Nearly one in five buyers participating in the city’s 35-year-old loan program for first-time homeowners is behind on mortgage payments, city officials said — a default rate that’s at least three times higher than the overall rate in the region. Nearly 50 buyers have received notices of foreclosure in recent years, while more than 50 others have struggled with homeowner association or utility liens, The Washington Post has found.

DeAngelo McDonald, a Metro bus driver and father of six who earns $61,000 a year, financed a $338,000 house in 2008, in part with a loan from the city, paying double what city loan officials had estimated he could afford. His three-bedroom home in Southeast is now in foreclosure.

“I was a first-time home buyer thinking that everything was on the up and up,” said McDonald, 48, who declared bankruptcy in 2009. “At any minute, we could be out on the street. It’s heartbreaking. It’s scary. I don’t know what could happen, especially with my kids.”

For more than three decades, the District has helped buyers offset the cost of housing with loans for as much as $77,000.

Buyers complete a pre-purchase program with credit counseling and home-ownership classes. On their own, buyers shop for houses and identify lenders willing to provide a first mortgage. The D.C. Department of Housing and Community Development provides second mortgages with generous terms — no interest and deferred payments for five years — designed to make home ownership affordable, even for families of limited means.

Some of the money comes from the U.S. Department of Housing and Urban Development, which provides grants to local governments for affordable housing. The money can be a lifeline for working families in the District, which has wrestled with steep rent increases and an acute shortage of affordable housing.

But the program has put some families in financial distress.

The Post tracked more than 1,300 loans, about 80 percent of the loans awarded by the District between 2005 and 2009. The analysis found that about one in three were made on homes priced at $250,000 or more, with some houses topping $375,000.

The practice appears to run counter to a city guideline that suggests a buyer in a four-person household have the ability to purchase a $218,000 house. The price point has fluctuated somewhat in recent years: In 2006, it was $235,000.

Erica Shorter bought a house in Southeast for $275,000 in 2008 and said she is struggling to pay the bills.

“I just told my daughter, ‘You might not have a real Christmas,’ ” Shorter, a receptionist, said recently. “If I pay the mortgage, if I pay the utility bills and there is food in the refrigerator, okay, that’s Christmas.”

### Record excerpts
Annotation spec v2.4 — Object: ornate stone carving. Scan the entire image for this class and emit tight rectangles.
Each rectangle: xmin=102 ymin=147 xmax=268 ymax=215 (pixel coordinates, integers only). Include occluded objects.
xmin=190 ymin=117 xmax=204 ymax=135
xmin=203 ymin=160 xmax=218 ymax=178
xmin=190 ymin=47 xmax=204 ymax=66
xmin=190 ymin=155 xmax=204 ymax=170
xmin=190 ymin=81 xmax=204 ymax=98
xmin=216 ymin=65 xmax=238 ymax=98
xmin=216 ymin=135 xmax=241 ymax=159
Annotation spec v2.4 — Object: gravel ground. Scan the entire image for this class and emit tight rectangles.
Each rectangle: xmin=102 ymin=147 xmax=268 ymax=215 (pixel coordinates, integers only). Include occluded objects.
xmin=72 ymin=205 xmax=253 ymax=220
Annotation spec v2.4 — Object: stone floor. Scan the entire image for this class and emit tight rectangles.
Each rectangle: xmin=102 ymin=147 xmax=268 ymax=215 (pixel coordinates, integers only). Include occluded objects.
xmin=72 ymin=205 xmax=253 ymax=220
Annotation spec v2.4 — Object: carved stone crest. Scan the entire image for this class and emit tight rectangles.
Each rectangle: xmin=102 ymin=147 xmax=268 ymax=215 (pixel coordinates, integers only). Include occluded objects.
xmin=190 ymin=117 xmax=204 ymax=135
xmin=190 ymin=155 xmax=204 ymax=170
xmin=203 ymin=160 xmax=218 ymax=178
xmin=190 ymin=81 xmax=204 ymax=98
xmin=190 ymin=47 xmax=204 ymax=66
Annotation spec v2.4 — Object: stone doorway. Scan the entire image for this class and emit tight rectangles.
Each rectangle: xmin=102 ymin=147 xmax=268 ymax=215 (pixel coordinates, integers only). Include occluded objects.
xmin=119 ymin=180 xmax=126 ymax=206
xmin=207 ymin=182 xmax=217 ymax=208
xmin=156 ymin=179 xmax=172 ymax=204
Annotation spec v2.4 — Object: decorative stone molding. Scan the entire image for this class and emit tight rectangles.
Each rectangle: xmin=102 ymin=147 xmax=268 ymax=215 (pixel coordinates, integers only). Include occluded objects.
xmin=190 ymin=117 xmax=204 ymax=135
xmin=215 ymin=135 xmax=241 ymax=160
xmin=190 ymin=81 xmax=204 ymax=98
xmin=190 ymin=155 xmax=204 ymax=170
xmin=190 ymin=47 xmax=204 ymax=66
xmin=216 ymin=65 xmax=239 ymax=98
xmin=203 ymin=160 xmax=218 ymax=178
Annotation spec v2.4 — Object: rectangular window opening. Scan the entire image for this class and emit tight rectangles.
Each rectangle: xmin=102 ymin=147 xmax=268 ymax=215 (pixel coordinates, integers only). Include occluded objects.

### Objective
Extend the news story above about the District's loan program for first-time home buyers, picking up right after its final sentence.

### Output of the exercise
City officials defend the Home Purchase Assistance Program, known as HPAP, saying it has helped more than 12,500 buyers since its inception.

Loans are made on a case-by-case basis, and some buyers can afford houses priced above the city guideline, said Najuma Thorpe, a spokeswoman for the Department of Housing and Community Development. The guideline was developed by a previous administration based on housing sales in the District and is “by no means a cap or requirement,” she said.

“Affordability is very subjective,” ­Thorpe said. “There are a lot of factors that go into that.”

Thorpe said loans are reviewed by the Greater Washington Urban League, a nonprofit group that administers the program for the city, as well as underwriters at the banks that provide buyers with first mortgages.

In some cases, buyers drew additional assistance from a second agency, the D.C. Housing Authority, which offset costs by providing equity in homes it had owned or developed. In 2008, for example, half of about 65 buyers who purchased houses priced at $300,000 or more received equity ranging from $35,000 to $360,000, records show.

Kiesha Smith, a school bus driver and mother of two, bought a $318,000 house in Southeast in 2008 with a $150,000 first mortgage from a bank, a $77,000 second mortgage from the city and $81,000 in equity assistance from the Housing Authority. She also received $10,000 from a city home-loan fund earmarked for government employees. Smith’s monthly payment on her first mortgage is about $800.

“I would never have been able to afford a $318,000 house,” she said. “It’s a beautiful program.”

Still, Thorpe said the city is evaluating the loan program and “looking to make enhancements.” Recommendations are expected by March.

The percentage of buyers behind on the city’s loans is 18 percent, Thorpe said. That compares to a 5.9 percent default rate in the D.C. region overall, according to CoreLogic, a real estate research firm. The city does not track how many of its buyers are behind on their first mortgages.

The current foreclosure rate in the loan program is 1.8 percent. But the District only counts homes lost to foreclosure. In comparison, the region’s foreclosure rate is 2.2 percent but captures a much broader group of homeowners anywhere in the process of foreclosure.

Thorpe said the city tries to help troubled homeowners restructure payments.

Dick Harbin, a loan officer who specializes in loans for first-time homeowners, said ensuring that buyers can sustain mortgage payments is critical. He said buyers who earn $61,000 — the median household income in the District — can generally afford a house priced at about $240,000, but only if they have minimal debt, good credit and a small household.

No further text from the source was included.